WHAT THE TASK ASKS: Because the pictures are not wanted, reproduce the rest of the records below exactly as they stand.

(Source data)
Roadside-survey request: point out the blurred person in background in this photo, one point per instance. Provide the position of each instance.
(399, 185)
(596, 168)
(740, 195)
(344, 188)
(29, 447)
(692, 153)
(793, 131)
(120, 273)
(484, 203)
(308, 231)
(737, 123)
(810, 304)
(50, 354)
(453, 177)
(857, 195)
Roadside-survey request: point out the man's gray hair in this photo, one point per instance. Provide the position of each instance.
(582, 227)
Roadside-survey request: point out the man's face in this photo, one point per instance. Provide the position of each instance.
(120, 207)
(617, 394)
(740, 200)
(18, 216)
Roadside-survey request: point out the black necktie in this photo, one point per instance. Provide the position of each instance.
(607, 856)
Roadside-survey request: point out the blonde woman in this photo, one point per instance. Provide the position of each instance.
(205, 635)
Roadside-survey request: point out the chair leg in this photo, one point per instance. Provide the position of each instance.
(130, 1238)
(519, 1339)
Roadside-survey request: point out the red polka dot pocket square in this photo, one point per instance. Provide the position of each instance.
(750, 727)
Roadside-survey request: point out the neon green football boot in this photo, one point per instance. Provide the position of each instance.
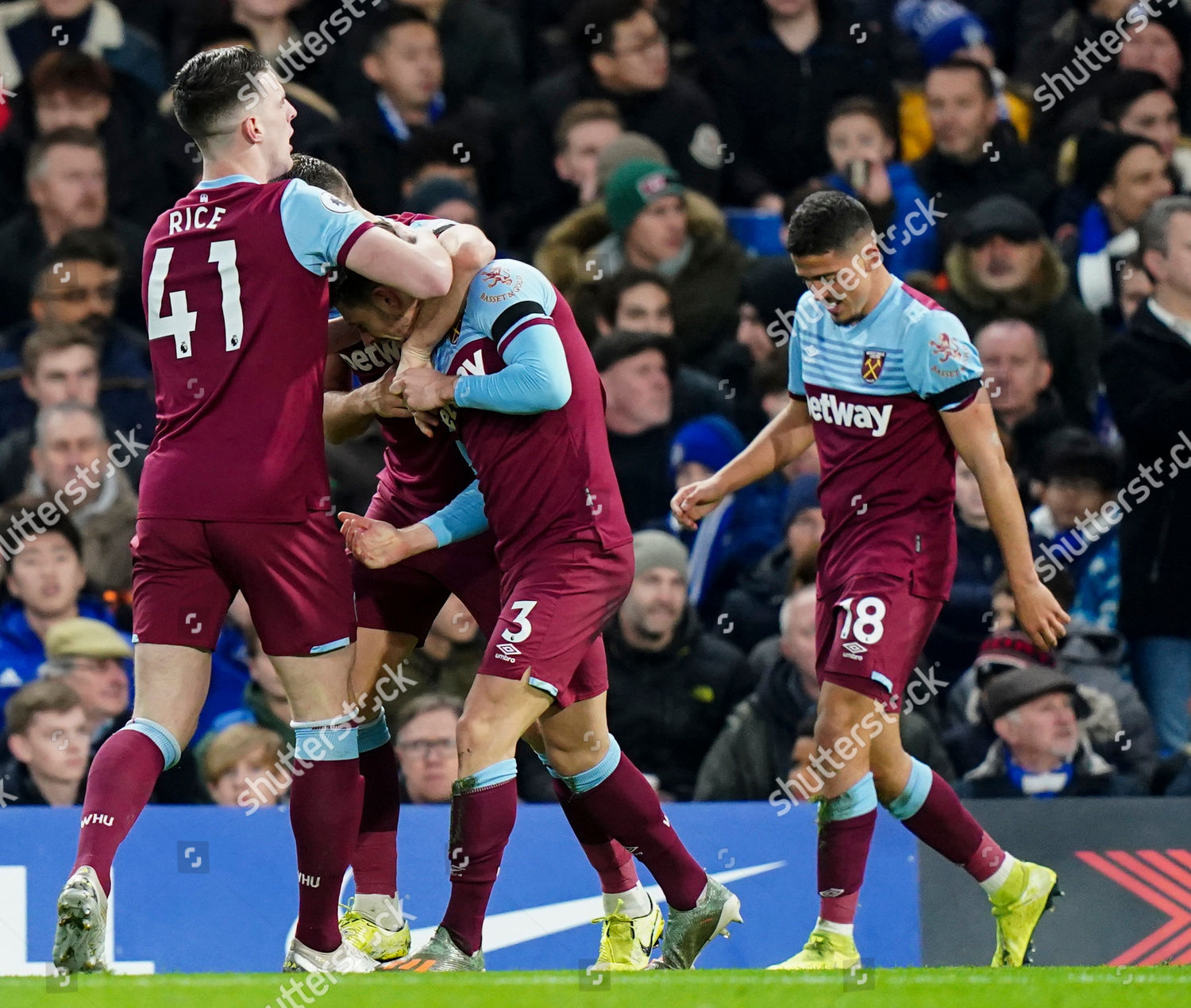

TASK RESPONSE:
Roadside-survey request: point out the blurred person in background in this photo, one point per instance. Provide the position of each instance.
(399, 185)
(596, 168)
(740, 195)
(344, 188)
(29, 447)
(692, 153)
(793, 131)
(120, 273)
(484, 203)
(308, 231)
(737, 123)
(810, 304)
(50, 354)
(453, 177)
(857, 195)
Roadside-survey request: point out the man's gray hair in this photo, one point per instance. Provide the position of each instance.
(582, 227)
Roadside-survey request: point out the man's face in this photo, one point per instance. Provide the position of each instance.
(120, 207)
(617, 394)
(740, 200)
(18, 216)
Roadside-survey request: point out the black necktie in this photo, one point per instance. Provide the position of each instance.
(607, 856)
Roadside-survey request: point out the blonde woman in this photo, one point per instance. Provide the position of each instance.
(205, 635)
Roadside-survey request: point out the chair leg in this photo, one point per instance. Provide the position of each instance.
(130, 1238)
(519, 1339)
Roadside-survey request: point out the red polka dot pocket square in this photo, one point per instance. Provide the position of each instance.
(750, 727)
Roadside-survey request: point out the neon green football boot in this photo, one point per instance. Provide the position of each instance.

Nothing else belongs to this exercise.